# Okuma parçası
◆ ◆ ◆ ◆ ◆ ◆ ◆

Mamdani’nin halkın gerçek sorunlarına yaslanan, birebir kentin sokaklarında onlara temas eden stratejisi ve yol haritası kısa sürede sonuç verdi; “New York satılık değildir” sloganı kentin her yanına yayıldı, gençler rekor sayıda katılım gösterdi, göçmenler kendilerini şehirlerinin siyasetinde görürken, bir zamanlar şüpheci olan yaşlılar yeniden hayal kurmaya cesaret ettiler.

İLGİLİ YAZI :  Devrim 21. Yüzyılda Hayatta Kalabilir Mi?

Zohran Mamdani, bir yılda yarattıkları etkiyi ve oluşturdukları umut dalgasının boyutunu aktarırken oldukça sarsıcı bir fotoğraf da çekiyor:

“Adaylığımızı açıklamamızdan 13 gün sonra Donald Trump bir kez daha başkanlığı kazandı. Bronx ve Queens, ülkemizdeki tüm ilçeler arasında en büyük sağa kayışlardan bazılarını gördü. Hangi makaleyi okursanız okuyun ya da hangi kanalı açarsanız açın, hikâye aynı görünüyordu: Şehrimiz Sağ’a doğru gidiyordu.

Tekrar tekrar, Cumhuriyetçi Parti’yi yenme umudumuz varsa, bunun ancak Cumhuriyetçi Parti gibi olmakla mümkün olacağı söylendi. Ve bizim yaptığımız seçim, o uzmanları dinlemeyi bırakıp sizi dinlemeye başlamak oldu. Sağa en büyük kaymaların yaşandığı iki yere gittik: Fordham Yolu ve Hillside Caddesi.”

Mamdani’nin bu stratejik analiz ve tercihinin çok kritik ve hayati derecede öğretici olduğunu düşünüyorum. Aynı zamanda Mamdani’nin 4 Kasım’daki seçim zaferinden sonra çokça konuşulacağı kanısındayım. Keza, on yıllardır sol muhalefet dünyanın hemen her yerinde sağın ve özellikle neobileral politikaların taklit ve tekrar edilmesiyle başarılı olacağı hülyasına kapıldı; sol hareketler halktan koptu ve yozlaştı.

◆ ◆ ◆ ◆ ◆ ◆ ◆

# Yazılı yönerge A
Okuma parçasında "Mamdani’nin halkın gerçek" ile başlayıp "Sağ’a doğru gidiyordu." ile biten bölümü, bu iki ifade de dahil olmak üzere, tek harfini bile değiştirmeden yeniden yazın.
# Yazılı yönerge B
Kayıtlarda "of the utility" ifadesini içeren satırdan kayıtların son satırına kadar, iki uç satır da dahil, yalnızca bu aralıktaki bütün satırları hiçbirini atlamadan yeniden yazın. Bu satırlardaki koordinat değerlerinin her birini 2,2 ile çarpıp tam sayıya yuvarlayın, buçukları yukarı yuvarlayın ve öteki satırları değiştirmeyin.

◆ ◆ ◆ ◆ ◆ ◆ ◆

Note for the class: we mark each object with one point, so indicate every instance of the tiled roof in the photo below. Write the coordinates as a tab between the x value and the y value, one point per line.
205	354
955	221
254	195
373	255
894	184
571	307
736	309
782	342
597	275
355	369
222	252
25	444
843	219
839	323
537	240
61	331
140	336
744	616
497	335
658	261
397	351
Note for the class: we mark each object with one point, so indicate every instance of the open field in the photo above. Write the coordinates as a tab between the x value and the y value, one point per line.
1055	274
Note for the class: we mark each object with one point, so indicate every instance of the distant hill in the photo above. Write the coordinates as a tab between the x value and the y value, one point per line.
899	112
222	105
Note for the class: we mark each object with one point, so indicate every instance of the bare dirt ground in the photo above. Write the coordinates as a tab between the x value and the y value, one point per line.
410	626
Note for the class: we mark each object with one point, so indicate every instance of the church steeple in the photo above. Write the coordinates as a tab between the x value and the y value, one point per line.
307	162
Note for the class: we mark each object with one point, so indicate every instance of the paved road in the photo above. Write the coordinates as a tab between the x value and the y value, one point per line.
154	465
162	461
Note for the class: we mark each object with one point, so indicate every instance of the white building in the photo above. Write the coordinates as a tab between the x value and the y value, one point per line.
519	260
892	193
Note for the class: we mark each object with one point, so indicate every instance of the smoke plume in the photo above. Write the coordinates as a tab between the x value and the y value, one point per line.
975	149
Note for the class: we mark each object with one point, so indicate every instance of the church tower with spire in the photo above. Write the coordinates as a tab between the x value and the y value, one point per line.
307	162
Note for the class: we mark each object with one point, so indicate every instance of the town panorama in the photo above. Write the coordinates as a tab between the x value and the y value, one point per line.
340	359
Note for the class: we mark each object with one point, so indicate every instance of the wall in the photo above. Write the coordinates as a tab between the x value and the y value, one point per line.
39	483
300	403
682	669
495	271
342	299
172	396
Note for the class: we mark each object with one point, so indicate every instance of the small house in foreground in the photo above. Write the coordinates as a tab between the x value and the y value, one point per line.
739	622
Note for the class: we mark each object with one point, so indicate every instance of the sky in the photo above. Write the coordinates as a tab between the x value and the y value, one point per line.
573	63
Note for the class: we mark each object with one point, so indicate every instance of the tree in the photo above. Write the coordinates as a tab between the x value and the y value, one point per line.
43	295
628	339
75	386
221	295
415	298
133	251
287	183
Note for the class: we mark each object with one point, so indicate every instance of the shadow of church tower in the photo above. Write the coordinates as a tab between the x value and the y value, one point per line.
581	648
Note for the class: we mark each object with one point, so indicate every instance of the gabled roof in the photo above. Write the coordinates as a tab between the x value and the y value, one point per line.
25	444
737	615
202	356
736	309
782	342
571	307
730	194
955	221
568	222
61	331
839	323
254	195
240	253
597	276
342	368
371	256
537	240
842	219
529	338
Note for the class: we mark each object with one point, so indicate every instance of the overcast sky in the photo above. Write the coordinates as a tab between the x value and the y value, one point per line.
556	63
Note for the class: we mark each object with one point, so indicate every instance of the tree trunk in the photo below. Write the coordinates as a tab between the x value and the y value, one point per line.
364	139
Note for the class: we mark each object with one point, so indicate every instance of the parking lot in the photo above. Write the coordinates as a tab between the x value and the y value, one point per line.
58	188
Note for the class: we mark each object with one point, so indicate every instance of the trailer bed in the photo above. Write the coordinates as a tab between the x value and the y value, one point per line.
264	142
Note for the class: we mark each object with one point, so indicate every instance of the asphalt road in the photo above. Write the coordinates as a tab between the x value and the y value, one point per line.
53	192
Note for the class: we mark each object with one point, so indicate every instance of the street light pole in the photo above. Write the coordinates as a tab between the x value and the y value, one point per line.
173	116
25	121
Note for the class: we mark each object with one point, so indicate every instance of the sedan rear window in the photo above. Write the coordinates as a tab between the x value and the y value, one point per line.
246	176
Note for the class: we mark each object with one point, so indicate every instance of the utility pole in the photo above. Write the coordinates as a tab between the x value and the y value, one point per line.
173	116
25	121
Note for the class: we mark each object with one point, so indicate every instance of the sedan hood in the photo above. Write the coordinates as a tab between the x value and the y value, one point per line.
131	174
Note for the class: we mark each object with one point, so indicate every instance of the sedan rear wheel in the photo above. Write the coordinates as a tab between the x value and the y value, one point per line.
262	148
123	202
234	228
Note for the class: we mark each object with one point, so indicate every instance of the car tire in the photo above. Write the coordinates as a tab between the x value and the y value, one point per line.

◆ ◆ ◆ ◆ ◆ ◆ ◆

# Beklenen cevap A
Mamdani’nin halkın gerçek sorunlarına yaslanan, birebir kentin sokaklarında onlara temas eden stratejisi ve yol haritası kısa sürede sonuç verdi; “New York satılık değildir” sloganı kentin her yanına yayıldı, gençler rekor sayıda katılım gösterdi, göçmenler kendilerini şehirlerinin siyasetinde görürken, bir zamanlar şüpheci olan yaşlılar yeniden hayal kurmaya cesaret ettiler.

İLGİLİ YAZI :  Devrim 21. Yüzyılda Hayatta Kalabilir Mi?

Zohran Mamdani, bir yılda yarattıkları etkiyi ve oluşturdukları umut dalgasının boyutunu aktarırken oldukça sarsıcı bir fotoğraf da çekiyor:

“Adaylığımızı açıklamamızdan 13 gün sonra Donald Trump bir kez daha başkanlığı kazandı. Bronx ve Queens, ülkemizdeki tüm ilçeler arasında en büyük sağa kayışlardan bazılarını gördü. Hangi makaleyi okursanız okuyun ya da hangi kanalı açarsanız açın, hikâye aynı görünüyordu: Şehrimiz Sağ’a doğru gidiyordu.

# Beklenen cevap B
Note for the class: we mark each object with one point, so indicate every instance of the utility pole in the photo above. Write the coordinates as a tab between the x value and the y value, one point per line.
381	255
55	266
Note for the class: we mark each object with one point, so indicate every instance of the sedan hood in the photo above. Write the coordinates as a tab between the x value and the y value, one point per line.
288	383
Note for the class: we mark each object with one point, so indicate every instance of the sedan rear wheel in the photo above. Write the coordinates as a tab between the x value and the y value, one point per line.
576	326
271	444
515	502
Note for the class: we mark each object with one point, so indicate every instance of the car tire in the photo above. Write the coordinates as a tab between the x value and the y value, one point per line.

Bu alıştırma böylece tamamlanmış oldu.